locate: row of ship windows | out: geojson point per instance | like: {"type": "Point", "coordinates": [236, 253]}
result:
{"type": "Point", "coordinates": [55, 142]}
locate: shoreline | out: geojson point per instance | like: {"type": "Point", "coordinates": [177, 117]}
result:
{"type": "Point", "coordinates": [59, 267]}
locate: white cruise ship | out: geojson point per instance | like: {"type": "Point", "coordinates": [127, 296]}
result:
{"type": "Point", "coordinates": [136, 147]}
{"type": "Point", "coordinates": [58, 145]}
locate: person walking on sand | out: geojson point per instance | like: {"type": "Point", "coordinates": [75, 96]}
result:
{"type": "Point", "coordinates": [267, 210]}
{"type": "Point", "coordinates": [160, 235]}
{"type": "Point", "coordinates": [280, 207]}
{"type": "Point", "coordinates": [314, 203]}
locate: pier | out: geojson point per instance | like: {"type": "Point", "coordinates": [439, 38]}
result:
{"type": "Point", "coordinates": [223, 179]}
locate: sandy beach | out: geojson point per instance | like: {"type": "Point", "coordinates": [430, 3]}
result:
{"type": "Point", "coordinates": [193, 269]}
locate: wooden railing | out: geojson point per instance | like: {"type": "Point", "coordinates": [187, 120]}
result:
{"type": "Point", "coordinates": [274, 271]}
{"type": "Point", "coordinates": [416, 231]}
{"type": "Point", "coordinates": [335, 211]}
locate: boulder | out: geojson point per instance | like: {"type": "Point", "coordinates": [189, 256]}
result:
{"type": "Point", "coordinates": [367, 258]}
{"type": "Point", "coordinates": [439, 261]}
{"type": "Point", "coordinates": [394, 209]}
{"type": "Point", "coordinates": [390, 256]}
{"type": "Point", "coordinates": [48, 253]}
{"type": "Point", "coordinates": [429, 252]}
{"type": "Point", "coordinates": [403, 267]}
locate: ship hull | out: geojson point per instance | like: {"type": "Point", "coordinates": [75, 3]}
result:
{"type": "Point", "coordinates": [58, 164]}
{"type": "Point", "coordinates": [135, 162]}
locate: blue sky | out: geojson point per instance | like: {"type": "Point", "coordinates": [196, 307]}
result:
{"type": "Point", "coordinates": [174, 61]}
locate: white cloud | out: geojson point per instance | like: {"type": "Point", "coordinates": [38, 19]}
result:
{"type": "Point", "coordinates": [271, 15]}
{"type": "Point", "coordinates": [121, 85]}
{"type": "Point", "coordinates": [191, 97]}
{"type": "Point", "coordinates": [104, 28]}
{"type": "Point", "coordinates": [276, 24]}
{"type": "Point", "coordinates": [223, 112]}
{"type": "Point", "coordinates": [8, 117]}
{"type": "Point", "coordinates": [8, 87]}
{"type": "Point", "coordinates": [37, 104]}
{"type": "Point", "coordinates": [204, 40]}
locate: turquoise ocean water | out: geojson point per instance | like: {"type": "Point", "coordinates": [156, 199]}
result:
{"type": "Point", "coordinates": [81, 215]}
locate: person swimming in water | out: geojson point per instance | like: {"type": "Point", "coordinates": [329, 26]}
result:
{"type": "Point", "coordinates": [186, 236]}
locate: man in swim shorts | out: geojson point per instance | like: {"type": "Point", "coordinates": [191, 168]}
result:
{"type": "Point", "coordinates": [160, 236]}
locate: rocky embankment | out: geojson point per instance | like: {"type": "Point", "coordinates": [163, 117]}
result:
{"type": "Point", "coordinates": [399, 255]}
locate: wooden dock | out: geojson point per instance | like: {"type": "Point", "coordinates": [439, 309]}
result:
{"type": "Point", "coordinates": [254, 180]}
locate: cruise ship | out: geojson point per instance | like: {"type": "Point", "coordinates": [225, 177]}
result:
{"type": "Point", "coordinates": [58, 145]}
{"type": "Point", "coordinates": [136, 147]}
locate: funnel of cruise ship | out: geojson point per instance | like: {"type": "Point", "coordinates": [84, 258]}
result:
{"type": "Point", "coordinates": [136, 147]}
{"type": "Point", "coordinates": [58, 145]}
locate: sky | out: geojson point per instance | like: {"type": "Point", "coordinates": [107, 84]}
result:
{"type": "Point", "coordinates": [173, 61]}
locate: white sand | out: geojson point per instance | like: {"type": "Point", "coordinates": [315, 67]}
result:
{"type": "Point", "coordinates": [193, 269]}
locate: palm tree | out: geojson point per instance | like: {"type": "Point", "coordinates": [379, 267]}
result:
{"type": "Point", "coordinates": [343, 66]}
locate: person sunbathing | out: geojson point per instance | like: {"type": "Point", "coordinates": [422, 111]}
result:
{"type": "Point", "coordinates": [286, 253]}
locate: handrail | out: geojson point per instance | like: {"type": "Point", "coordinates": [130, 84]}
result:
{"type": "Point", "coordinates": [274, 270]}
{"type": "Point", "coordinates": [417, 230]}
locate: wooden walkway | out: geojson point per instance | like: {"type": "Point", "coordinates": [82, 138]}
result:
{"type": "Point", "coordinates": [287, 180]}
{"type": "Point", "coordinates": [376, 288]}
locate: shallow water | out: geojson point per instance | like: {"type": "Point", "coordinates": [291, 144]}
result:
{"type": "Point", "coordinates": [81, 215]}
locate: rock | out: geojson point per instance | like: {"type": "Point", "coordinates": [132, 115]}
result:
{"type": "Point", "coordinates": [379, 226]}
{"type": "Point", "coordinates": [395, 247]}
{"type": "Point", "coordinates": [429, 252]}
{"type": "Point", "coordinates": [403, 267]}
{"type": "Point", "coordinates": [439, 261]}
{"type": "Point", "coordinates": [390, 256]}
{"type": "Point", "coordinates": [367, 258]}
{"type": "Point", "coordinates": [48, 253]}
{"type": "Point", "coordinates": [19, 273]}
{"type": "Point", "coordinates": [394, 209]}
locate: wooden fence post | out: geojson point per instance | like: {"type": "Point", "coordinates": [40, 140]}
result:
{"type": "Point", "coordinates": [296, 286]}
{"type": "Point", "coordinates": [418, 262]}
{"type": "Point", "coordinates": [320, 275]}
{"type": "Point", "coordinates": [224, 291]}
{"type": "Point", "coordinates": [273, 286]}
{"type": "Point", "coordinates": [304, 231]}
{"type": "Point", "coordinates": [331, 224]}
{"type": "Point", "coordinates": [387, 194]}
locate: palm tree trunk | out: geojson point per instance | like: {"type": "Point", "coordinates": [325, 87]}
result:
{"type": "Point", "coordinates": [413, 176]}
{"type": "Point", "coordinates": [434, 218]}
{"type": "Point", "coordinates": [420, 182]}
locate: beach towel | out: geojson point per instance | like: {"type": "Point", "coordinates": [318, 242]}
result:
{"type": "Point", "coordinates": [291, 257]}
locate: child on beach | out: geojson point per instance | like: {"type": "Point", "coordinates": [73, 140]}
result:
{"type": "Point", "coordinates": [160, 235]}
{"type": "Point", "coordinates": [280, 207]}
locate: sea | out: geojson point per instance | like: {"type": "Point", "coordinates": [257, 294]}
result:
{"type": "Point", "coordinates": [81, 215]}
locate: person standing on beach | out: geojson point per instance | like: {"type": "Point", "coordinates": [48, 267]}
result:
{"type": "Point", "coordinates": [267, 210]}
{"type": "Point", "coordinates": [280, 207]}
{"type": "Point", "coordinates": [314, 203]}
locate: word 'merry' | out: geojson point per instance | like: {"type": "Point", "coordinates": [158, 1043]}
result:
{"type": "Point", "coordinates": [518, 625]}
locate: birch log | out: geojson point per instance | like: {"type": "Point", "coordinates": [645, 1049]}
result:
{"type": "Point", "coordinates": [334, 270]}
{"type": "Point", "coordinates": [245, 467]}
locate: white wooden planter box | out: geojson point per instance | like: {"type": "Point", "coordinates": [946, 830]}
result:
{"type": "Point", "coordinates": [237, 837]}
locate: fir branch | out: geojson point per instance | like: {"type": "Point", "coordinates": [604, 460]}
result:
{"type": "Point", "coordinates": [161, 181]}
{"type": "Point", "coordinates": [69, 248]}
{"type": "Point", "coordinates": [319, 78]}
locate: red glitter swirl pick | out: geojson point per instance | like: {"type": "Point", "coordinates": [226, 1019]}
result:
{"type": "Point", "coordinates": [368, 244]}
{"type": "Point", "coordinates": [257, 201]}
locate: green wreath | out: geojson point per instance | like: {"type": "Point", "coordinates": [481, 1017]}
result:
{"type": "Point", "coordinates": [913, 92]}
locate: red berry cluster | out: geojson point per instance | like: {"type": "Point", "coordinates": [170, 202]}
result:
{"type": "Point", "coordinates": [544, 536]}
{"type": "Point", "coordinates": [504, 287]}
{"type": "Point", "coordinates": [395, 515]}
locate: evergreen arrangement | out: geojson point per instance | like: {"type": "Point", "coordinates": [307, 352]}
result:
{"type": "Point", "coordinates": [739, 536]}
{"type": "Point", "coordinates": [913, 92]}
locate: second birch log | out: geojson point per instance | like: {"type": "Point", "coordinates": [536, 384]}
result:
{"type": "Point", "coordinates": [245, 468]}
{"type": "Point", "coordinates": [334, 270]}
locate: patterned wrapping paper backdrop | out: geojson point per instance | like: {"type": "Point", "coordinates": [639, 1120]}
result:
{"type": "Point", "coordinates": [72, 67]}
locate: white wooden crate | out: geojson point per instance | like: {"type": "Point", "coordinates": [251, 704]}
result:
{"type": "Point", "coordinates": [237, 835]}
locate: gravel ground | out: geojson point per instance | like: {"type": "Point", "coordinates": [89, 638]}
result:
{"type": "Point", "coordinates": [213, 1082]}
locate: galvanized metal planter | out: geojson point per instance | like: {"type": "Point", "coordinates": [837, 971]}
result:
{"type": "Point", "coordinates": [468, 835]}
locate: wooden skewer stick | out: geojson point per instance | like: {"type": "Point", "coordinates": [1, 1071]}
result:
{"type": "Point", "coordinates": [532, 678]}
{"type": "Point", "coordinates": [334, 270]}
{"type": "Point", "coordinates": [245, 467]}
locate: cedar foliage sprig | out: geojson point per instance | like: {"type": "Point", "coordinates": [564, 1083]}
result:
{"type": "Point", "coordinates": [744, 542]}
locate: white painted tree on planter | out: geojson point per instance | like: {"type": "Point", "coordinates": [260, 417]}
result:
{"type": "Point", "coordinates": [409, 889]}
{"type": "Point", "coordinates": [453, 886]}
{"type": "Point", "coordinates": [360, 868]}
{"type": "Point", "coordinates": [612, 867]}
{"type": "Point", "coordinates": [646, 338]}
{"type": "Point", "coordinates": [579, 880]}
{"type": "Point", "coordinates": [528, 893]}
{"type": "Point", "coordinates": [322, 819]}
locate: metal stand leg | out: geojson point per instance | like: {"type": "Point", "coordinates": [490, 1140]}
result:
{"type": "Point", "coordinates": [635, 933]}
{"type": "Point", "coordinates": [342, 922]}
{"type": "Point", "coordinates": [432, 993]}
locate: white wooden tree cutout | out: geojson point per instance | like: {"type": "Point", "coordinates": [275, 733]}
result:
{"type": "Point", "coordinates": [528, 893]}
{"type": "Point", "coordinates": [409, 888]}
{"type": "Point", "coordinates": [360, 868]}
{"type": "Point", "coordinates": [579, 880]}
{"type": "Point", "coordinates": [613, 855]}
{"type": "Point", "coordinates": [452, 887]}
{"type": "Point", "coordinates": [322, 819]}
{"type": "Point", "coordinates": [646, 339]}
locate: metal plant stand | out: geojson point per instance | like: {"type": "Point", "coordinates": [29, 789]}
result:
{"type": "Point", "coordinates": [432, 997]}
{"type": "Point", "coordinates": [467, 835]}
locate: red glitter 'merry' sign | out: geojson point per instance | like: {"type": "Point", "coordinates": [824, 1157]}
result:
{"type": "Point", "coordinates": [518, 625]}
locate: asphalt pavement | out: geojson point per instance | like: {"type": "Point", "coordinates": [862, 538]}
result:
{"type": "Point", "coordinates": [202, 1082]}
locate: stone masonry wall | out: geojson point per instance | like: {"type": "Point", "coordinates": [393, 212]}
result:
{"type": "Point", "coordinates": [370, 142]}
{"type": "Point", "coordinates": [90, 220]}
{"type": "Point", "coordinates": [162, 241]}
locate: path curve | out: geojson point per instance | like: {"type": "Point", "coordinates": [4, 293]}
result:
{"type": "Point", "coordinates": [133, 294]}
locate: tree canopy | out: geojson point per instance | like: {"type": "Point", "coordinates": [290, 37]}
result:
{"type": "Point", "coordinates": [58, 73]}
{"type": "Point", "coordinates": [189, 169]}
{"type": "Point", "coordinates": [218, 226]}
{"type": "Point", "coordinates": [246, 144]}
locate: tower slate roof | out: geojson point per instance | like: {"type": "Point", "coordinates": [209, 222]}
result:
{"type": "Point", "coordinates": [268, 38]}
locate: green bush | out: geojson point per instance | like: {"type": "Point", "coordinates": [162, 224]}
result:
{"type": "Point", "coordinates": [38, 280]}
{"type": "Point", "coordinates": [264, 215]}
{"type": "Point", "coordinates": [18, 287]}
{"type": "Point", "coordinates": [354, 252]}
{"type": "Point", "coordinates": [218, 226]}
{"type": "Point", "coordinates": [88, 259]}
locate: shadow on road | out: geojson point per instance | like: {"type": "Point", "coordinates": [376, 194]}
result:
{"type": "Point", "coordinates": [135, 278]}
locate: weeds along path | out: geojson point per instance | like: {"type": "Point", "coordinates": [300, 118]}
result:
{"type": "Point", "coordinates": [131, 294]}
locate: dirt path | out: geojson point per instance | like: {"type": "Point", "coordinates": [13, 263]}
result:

- JOB -
Beginning at the line that holds "locate: shadow on", write out word for word each line through the end of the records.

- RESULT OF THIS TASK -
locate: shadow on road | out: geojson point per instance | like: {"type": "Point", "coordinates": [376, 194]}
result:
{"type": "Point", "coordinates": [135, 278]}
locate: weeds along path | out: geojson point per instance | like: {"type": "Point", "coordinates": [300, 118]}
result:
{"type": "Point", "coordinates": [131, 294]}
locate: dirt path | out: geojson point per instance | like: {"type": "Point", "coordinates": [13, 263]}
result:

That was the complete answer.